» **Aim**
Using the passage about the rejected grant, decide whether each statement agrees with it, and give yes or no along with the exact words of the passage that decide it: (a) Both reviewers objected that the renewal application left out results from the project the applicants chose not to renew. (b) The crucial machine was broken for the entire 2.5-year grant period. (c) The writer regards a large number of papers as a sign of better science.

» **Passage given**
------------------------------------------------------------------------
Today, I came across two very different but equally interesting and telling things to read. One was a letter from our funding agency ( DFG) explaining why our main grant wasn't renewed and one was this article on the evaluation of science. The reasons for the grant rejection were quite easy: both reviewers complained that the results from the one project in the grant which we didn't want to renew was not described in the renewal application. Wouldn't have occurred to me that this should be in there. The other reason both reviewers raised was that we hadn't presented sufficient publications or publication-ready data, despite the fact that one crucial machine was broken for one out of the 2.5 years of the preceding grant period.

I'm not sure what to make of the first comment, but the second comment made me think that if I ever publish more than 0.5-1 papers a year out of one project, the questions I'm asking have become too easy to answer. Clearly, putting out a lot of papers is not a sign of better science. In fact, it seems more like an indication of the opposite to me.
------------------------------------------------------------------------
» **Record list**
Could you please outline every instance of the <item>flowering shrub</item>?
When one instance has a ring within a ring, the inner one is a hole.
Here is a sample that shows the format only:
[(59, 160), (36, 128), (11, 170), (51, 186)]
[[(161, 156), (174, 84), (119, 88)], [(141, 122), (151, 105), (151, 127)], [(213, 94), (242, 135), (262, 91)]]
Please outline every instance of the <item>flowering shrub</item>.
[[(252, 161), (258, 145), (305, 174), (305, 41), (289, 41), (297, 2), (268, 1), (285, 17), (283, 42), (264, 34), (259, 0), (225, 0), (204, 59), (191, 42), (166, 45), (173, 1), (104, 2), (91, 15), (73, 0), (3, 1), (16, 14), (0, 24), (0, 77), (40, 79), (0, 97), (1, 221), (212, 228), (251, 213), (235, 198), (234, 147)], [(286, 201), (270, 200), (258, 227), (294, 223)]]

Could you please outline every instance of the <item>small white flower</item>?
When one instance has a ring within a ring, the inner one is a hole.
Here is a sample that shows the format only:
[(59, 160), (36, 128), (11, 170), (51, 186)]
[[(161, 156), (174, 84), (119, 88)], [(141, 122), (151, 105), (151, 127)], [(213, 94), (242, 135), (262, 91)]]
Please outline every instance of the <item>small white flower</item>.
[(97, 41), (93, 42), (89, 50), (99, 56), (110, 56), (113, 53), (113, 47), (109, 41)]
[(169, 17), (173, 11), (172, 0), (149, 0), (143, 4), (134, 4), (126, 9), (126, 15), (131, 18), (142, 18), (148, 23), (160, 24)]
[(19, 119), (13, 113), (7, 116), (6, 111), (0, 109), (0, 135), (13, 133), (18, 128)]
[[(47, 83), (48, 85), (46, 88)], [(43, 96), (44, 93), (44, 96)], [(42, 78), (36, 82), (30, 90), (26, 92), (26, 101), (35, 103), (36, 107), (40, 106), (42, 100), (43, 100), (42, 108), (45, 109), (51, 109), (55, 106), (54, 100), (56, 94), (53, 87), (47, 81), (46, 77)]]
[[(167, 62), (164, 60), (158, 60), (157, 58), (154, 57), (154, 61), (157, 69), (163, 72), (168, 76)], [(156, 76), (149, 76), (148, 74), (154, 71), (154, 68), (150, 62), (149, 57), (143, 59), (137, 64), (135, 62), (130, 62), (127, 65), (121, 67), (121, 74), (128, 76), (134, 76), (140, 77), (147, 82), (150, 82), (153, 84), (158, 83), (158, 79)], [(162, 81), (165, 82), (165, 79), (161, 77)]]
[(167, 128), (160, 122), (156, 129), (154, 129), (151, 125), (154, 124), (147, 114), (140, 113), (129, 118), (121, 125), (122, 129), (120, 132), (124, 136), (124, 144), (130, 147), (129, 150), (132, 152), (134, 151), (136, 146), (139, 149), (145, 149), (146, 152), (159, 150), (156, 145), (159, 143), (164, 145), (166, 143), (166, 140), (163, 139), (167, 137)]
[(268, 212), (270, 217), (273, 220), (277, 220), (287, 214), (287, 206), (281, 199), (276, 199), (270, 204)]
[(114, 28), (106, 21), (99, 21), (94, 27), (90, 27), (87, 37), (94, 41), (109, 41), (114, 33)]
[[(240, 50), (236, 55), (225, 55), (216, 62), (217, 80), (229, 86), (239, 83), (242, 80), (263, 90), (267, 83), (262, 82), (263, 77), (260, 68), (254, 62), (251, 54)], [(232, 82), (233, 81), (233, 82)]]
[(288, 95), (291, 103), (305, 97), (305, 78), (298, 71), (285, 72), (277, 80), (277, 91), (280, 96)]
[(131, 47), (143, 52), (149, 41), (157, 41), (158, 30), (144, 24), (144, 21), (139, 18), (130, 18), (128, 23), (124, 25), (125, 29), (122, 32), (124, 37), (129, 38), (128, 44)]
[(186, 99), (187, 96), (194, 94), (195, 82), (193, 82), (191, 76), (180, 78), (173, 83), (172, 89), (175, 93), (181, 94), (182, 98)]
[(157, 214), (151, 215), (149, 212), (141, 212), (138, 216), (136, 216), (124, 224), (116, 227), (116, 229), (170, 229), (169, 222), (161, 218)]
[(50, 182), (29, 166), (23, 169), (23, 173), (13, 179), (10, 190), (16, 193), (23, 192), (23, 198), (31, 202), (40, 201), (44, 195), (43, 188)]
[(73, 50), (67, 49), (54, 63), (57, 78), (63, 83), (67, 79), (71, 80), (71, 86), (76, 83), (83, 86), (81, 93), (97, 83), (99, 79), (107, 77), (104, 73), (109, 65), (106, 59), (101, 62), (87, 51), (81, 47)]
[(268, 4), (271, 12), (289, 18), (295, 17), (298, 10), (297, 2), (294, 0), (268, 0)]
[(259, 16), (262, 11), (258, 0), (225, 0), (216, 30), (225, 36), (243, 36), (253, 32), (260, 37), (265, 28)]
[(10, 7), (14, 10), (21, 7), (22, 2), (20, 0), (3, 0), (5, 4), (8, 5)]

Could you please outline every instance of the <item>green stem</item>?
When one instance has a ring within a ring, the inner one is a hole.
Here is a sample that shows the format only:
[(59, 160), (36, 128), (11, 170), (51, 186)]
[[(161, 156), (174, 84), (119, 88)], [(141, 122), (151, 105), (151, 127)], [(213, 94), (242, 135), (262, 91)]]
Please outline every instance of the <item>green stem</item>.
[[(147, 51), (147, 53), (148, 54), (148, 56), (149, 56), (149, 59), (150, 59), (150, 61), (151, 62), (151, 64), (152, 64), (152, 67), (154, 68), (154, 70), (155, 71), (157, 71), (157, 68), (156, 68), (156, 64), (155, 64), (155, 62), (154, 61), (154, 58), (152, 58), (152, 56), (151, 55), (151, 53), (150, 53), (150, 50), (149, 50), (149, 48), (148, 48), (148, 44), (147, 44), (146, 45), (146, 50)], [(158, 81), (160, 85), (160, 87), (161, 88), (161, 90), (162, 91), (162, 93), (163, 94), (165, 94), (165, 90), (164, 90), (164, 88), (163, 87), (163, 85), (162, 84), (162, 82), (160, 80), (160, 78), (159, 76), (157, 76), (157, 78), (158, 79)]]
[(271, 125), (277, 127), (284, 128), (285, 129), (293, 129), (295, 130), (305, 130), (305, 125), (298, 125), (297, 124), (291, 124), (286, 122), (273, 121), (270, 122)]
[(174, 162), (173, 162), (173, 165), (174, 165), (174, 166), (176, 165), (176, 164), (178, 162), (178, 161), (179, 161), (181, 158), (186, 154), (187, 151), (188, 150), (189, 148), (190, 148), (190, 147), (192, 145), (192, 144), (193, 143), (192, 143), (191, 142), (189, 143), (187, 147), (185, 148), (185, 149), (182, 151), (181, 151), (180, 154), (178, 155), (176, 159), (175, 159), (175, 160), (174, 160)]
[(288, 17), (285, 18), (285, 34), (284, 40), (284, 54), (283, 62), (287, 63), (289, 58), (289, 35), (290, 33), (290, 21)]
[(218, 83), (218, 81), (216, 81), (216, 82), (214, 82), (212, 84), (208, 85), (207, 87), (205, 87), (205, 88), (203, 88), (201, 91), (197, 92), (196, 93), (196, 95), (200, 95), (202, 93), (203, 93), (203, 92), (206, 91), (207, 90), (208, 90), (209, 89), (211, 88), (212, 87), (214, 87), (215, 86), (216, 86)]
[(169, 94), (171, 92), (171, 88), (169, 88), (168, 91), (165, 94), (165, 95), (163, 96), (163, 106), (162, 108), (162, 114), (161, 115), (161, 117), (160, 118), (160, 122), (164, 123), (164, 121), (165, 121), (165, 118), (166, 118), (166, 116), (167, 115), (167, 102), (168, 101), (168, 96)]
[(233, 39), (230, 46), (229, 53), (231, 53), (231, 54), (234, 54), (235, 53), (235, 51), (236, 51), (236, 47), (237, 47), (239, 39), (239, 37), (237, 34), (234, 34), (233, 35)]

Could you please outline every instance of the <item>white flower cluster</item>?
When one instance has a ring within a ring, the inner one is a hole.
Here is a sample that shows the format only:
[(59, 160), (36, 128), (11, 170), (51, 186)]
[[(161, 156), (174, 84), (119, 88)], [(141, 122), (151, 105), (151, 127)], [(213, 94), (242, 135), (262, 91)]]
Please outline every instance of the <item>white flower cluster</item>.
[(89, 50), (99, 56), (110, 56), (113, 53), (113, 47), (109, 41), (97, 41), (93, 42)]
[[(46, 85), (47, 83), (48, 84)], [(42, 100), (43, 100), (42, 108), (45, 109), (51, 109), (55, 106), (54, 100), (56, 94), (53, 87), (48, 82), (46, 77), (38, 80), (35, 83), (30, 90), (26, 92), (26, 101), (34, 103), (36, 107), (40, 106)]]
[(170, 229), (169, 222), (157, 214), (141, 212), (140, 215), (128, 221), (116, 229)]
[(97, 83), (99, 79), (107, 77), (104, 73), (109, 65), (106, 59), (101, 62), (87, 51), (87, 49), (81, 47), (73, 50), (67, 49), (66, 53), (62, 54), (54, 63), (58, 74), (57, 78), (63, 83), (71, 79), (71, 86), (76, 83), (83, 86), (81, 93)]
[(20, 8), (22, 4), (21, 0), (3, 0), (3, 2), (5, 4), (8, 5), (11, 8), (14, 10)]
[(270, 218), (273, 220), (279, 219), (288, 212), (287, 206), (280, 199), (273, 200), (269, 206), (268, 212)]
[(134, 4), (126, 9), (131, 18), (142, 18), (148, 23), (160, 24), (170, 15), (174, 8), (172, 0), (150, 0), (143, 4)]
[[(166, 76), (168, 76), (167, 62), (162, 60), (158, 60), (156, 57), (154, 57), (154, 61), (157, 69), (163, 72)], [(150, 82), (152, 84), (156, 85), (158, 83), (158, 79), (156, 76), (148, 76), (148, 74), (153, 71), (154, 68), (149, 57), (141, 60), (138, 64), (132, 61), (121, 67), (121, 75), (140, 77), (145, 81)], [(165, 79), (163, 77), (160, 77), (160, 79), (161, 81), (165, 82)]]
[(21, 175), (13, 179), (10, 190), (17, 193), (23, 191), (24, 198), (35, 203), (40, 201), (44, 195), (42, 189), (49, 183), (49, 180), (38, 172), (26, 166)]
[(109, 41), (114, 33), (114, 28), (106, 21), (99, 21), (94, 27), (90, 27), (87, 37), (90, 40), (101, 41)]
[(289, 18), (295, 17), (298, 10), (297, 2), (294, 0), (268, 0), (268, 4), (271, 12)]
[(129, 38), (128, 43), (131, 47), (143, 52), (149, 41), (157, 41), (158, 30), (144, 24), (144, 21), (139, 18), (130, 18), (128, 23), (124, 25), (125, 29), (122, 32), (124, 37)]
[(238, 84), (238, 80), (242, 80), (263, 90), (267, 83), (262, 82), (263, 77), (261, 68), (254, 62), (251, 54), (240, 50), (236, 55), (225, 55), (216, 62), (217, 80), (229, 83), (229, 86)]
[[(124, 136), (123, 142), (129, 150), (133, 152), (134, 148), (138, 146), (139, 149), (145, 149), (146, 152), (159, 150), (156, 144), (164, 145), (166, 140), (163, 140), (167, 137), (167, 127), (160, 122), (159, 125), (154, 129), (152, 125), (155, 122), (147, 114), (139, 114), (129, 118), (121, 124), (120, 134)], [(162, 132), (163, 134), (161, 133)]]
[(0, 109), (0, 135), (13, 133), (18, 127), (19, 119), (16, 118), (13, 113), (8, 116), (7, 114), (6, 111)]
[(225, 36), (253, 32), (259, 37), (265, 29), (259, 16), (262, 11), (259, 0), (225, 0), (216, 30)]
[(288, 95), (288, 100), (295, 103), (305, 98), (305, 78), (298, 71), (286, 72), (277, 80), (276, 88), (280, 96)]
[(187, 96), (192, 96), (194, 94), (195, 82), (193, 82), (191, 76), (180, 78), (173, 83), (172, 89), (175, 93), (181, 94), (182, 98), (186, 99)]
------------------------------------------------------------------------
» **Task result**
(a) Yes: "both reviewers complained that the results from the one project in the grant which we didn't want to renew was not described in the renewal application"
(b) No: "one crucial machine was broken for one out of the 2.5 years of the preceding grant period"
(c) No: "Clearly, putting out a lot of papers is not a sign of better science."